(Records from a data collection)
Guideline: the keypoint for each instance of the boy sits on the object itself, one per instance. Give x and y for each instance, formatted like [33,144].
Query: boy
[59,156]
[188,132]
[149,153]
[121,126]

Objective
Convert these lines into a JSON list of strings, one string per line, leaving out any blank lines.

Output below
[
  "Guideline: the keypoint for each instance of the boy sits on the object itself, one per instance. Give x and y for each instance, formatted like [33,144].",
  "Query: boy",
  "[59,156]",
  "[188,132]",
  "[149,153]",
  "[121,126]"
]